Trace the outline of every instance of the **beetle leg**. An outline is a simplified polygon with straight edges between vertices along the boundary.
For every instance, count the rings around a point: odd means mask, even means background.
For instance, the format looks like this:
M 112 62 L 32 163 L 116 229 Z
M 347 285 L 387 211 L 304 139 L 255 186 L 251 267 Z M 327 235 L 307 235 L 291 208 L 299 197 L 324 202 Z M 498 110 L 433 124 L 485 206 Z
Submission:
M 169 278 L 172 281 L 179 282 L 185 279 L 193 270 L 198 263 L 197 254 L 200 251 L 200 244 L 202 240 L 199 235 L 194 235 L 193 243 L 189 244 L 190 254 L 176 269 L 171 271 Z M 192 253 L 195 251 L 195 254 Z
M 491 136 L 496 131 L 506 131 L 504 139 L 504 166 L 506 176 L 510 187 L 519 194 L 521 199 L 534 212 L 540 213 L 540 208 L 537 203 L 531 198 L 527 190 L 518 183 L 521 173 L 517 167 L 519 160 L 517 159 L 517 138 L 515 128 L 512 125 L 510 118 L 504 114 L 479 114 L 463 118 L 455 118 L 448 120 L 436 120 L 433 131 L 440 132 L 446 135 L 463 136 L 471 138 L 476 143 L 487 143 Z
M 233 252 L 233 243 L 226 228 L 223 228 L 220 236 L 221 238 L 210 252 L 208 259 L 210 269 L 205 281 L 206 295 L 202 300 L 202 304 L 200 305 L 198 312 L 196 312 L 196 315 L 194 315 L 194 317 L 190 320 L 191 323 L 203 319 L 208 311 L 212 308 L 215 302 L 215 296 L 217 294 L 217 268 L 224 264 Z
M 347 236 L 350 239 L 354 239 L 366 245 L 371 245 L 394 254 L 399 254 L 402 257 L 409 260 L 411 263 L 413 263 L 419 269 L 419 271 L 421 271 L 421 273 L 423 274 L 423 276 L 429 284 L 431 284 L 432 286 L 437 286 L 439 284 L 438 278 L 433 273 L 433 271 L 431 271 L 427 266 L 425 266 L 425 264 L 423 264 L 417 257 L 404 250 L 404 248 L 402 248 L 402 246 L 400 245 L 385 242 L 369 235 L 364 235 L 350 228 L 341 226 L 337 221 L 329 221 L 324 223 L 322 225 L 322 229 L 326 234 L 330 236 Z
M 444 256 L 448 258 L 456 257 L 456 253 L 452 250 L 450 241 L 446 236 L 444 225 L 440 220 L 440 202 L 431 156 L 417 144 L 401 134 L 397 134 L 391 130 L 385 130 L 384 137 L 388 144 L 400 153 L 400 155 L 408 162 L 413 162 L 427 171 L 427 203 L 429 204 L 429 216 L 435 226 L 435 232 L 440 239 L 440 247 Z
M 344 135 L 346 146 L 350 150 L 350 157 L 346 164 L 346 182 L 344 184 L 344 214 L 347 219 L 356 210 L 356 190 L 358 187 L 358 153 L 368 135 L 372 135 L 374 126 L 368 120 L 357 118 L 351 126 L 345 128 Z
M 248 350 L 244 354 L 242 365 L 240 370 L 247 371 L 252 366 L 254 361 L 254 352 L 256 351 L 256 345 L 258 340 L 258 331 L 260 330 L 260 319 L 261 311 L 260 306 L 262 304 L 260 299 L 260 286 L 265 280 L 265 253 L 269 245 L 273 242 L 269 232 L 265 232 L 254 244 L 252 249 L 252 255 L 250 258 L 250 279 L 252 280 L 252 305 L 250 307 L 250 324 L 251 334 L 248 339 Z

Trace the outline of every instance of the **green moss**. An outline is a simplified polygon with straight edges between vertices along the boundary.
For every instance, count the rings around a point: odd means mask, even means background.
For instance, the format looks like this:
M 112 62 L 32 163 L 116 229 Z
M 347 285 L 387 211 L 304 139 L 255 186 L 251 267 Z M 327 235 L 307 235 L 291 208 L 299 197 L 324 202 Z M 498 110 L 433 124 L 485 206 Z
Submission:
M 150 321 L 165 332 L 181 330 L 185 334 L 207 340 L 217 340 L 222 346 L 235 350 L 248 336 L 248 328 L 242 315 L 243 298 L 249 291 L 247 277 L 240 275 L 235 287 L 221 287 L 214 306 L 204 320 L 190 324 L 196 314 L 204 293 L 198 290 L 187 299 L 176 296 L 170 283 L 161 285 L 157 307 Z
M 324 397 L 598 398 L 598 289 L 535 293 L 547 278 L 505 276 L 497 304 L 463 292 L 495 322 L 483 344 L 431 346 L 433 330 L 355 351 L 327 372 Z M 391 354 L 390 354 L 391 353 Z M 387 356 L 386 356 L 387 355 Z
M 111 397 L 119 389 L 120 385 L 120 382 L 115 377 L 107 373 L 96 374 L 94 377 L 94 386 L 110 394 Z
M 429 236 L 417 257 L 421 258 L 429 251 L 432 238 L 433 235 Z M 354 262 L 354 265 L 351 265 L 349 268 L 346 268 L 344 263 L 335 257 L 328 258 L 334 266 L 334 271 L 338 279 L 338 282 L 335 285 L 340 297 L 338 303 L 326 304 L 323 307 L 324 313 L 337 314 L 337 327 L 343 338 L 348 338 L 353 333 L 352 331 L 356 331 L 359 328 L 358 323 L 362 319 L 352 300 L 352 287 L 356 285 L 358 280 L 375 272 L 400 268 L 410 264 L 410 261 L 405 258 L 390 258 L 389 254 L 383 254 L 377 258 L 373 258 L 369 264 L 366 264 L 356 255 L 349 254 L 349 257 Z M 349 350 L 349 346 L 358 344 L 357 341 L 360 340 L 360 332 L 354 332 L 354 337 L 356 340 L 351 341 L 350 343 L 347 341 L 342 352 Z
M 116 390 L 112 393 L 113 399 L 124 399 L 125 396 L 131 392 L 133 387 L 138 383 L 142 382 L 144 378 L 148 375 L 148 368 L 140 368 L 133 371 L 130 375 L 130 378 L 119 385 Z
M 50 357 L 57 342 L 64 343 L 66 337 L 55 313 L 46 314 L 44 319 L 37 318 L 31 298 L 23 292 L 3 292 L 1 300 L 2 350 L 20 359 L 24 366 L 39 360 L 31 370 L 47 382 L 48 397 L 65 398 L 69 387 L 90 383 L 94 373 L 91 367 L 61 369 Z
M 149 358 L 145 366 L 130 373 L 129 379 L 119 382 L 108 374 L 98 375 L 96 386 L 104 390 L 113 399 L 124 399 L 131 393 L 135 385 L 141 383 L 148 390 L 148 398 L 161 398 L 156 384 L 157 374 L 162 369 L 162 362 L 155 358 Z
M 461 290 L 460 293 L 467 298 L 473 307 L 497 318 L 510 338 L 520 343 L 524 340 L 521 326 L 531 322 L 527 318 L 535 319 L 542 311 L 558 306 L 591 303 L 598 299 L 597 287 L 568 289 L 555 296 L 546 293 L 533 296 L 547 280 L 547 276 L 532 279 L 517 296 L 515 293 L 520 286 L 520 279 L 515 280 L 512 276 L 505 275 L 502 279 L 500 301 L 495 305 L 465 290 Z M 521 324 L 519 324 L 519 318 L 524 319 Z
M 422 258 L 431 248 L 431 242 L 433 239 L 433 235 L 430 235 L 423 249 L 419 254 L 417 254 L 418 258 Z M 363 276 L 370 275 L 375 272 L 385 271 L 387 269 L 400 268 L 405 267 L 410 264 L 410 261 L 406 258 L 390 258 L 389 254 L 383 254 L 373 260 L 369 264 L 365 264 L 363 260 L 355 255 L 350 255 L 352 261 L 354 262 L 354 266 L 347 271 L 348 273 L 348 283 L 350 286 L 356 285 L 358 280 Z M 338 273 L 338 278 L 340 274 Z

+++++

EXERCISE | Within the material above, find every line containing the word "between" and copy it.

EXERCISE RESPONSE |
Trace the outline of every instance of the **beetle leg**. An outline is a simplified polygon with straight edges between vertices along the boundary.
Trace the outline of every instance of the **green moss**. An outline is a simplified polygon with straight edges between vertices along the boundary.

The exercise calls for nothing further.